▸ What you have to do: Substitute "fill rule" for every occurrence of "ring rule" in the records below and reproduce their lines with nothing else altered. Omit the pictures from your output.

## Start Task data

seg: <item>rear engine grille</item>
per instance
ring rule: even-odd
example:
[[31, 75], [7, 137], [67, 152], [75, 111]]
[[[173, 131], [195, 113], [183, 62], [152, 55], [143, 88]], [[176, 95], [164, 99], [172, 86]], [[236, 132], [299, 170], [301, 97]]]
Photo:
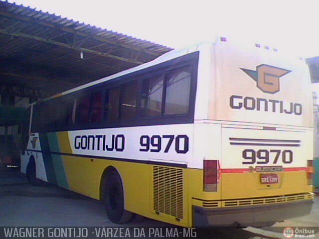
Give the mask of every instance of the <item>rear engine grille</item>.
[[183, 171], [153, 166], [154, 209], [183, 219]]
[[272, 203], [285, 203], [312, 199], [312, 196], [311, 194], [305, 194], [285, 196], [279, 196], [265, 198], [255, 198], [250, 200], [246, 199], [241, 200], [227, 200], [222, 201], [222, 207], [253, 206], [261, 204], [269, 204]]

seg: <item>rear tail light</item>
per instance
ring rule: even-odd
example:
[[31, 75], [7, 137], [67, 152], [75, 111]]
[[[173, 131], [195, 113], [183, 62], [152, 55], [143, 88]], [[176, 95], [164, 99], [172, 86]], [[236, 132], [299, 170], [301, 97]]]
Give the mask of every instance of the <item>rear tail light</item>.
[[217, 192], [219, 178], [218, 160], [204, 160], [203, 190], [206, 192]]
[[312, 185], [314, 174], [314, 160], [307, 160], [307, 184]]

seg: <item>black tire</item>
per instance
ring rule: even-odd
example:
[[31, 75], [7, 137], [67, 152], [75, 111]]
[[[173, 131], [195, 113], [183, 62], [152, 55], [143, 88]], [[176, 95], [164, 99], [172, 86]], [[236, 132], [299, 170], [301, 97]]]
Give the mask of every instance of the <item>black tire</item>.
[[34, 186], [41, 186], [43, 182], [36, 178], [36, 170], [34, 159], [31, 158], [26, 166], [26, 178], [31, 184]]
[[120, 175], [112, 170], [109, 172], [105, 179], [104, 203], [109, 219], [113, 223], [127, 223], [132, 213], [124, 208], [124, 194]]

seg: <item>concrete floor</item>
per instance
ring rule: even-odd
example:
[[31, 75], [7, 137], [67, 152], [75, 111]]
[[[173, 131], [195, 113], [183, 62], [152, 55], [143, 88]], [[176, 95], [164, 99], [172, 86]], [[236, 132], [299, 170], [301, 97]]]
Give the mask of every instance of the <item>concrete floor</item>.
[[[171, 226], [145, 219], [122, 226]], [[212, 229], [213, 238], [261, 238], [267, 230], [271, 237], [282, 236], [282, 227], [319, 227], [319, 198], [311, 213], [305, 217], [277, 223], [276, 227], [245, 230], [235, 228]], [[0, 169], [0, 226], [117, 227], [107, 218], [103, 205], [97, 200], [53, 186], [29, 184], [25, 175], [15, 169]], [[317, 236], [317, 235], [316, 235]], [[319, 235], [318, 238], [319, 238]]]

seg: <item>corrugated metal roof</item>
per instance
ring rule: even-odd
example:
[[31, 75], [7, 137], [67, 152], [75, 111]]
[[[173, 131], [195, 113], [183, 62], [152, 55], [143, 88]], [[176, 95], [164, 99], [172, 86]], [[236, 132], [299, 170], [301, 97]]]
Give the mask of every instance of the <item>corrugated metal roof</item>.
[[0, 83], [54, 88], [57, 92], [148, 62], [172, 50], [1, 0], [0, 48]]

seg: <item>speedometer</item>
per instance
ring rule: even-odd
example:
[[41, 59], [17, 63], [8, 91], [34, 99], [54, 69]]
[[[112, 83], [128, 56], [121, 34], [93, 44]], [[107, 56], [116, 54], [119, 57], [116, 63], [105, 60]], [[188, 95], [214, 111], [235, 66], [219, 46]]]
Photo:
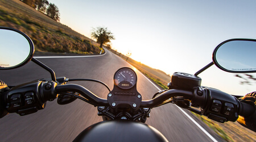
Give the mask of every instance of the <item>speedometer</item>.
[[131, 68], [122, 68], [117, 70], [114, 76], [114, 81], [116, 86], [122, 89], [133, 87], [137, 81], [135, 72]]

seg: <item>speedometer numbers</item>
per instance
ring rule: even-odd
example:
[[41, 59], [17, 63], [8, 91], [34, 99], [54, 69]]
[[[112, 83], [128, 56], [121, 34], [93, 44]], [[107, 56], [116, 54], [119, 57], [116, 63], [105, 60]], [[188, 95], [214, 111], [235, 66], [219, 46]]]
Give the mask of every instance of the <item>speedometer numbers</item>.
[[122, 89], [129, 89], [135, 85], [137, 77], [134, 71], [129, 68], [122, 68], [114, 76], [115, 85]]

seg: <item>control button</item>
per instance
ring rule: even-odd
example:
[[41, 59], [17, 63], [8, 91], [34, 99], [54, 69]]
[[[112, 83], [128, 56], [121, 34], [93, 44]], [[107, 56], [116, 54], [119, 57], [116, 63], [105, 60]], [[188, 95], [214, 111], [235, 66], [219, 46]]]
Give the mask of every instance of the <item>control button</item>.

## End Task data

▸ In response:
seg: <item>rear engine grille</item>
per instance
fill rule: even-odd
example:
[[31, 75], [7, 137], [67, 152], [75, 111]]
[[[173, 131], [195, 113], [183, 62], [152, 55], [143, 88]], [[176, 95], [164, 99], [172, 86]], [[236, 132], [299, 170], [301, 97]]]
Photo:
Give the mask of every instance of the <item>rear engine grille</item>.
[[183, 171], [153, 166], [154, 209], [183, 219]]
[[272, 203], [285, 203], [312, 199], [312, 196], [311, 194], [305, 194], [285, 196], [279, 196], [265, 198], [255, 198], [250, 200], [246, 199], [241, 200], [227, 200], [222, 201], [222, 207], [253, 206], [261, 204], [269, 204]]

seg: <item>rear tail light</item>
per instance
fill rule: even-odd
example:
[[31, 75], [7, 137], [67, 152], [75, 111]]
[[[173, 131], [195, 113], [183, 62], [152, 55], [143, 88]], [[176, 95], [164, 99], [172, 86]], [[236, 132], [299, 170], [301, 97]]]
Give the mask of every instance of the <item>rear tail light</item>.
[[217, 192], [219, 178], [218, 160], [204, 160], [203, 190], [206, 192]]
[[312, 185], [314, 174], [314, 160], [307, 160], [307, 184]]

seg: <item>black tire</item>
per instance
fill rule: even-odd
example:
[[31, 75], [7, 137], [67, 152], [75, 111]]
[[[173, 131], [195, 113], [183, 62], [152, 55], [143, 88]], [[176, 95], [164, 99], [172, 86]], [[236, 132], [299, 170], [301, 97]]]
Give the mask of every instance of the <item>black tire</item>.
[[34, 186], [41, 186], [43, 182], [36, 178], [36, 170], [34, 159], [31, 158], [26, 166], [26, 178], [31, 184]]
[[120, 175], [112, 170], [109, 172], [105, 179], [104, 203], [109, 219], [113, 223], [127, 223], [132, 213], [124, 208], [124, 194]]

seg: <item>concrete floor</item>
per instance
fill rule: even-odd
example:
[[31, 75], [7, 137], [67, 152], [75, 111]]
[[[173, 131], [195, 113], [183, 62], [152, 55], [143, 88]], [[176, 95], [164, 99], [172, 86]], [[236, 132], [299, 170], [301, 97]]]
Give the mask of every instance of the <item>concrete floor</item>.
[[[171, 226], [145, 219], [122, 226]], [[212, 229], [213, 238], [261, 238], [267, 230], [271, 237], [282, 236], [282, 227], [319, 227], [319, 198], [311, 213], [305, 217], [277, 223], [276, 227], [245, 230], [235, 228]], [[0, 169], [0, 226], [117, 227], [107, 218], [103, 205], [97, 200], [53, 186], [29, 184], [25, 175], [15, 169]], [[317, 236], [317, 235], [316, 235]], [[319, 235], [318, 238], [319, 238]]]

seg: <item>corrugated metal roof</item>
per instance
fill rule: even-odd
example:
[[31, 75], [7, 137], [67, 152], [75, 111]]
[[[173, 131], [195, 113], [183, 62], [152, 55], [143, 88]], [[176, 95], [164, 99], [172, 86]], [[236, 132], [299, 170], [301, 97]]]
Give the mask of every instance of the <item>corrugated metal roof</item>.
[[0, 83], [54, 88], [57, 92], [148, 62], [172, 50], [1, 0], [0, 48]]

seg: <item>speedometer</item>
per instance
fill rule: even-odd
example:
[[41, 59], [17, 63], [8, 91], [34, 99], [54, 69]]
[[[112, 83], [128, 56], [121, 34], [93, 44]], [[107, 56], [116, 54], [119, 57], [116, 63], [105, 60]], [[188, 95], [214, 111], [235, 66], [219, 46]]]
Photo:
Give the mask of every instance of the <item>speedometer</item>.
[[131, 68], [122, 68], [117, 70], [114, 76], [114, 81], [116, 86], [122, 89], [133, 87], [137, 81], [135, 72]]

seg: <item>speedometer numbers</item>
per instance
fill rule: even-odd
example:
[[41, 59], [17, 63], [8, 91], [34, 99], [54, 69]]
[[[112, 83], [128, 56], [121, 34], [93, 44]], [[107, 56], [116, 54], [119, 57], [116, 63], [105, 60]], [[188, 95], [214, 111], [235, 66], [219, 46]]]
Give the mask of every instance of the <item>speedometer numbers</item>.
[[122, 89], [129, 89], [135, 85], [137, 77], [134, 71], [129, 68], [122, 68], [114, 76], [115, 85]]

seg: <item>control button</item>
per instance
fill rule: even-odd
example:
[[41, 59], [17, 63], [8, 91], [34, 99], [54, 69]]
[[[112, 83], [128, 56], [121, 34], [93, 44]], [[107, 56], [116, 54], [119, 57], [116, 63], [105, 60]], [[188, 95], [214, 111], [235, 66], [219, 46]]]
Give the mask of every instance of the <item>control button</item>.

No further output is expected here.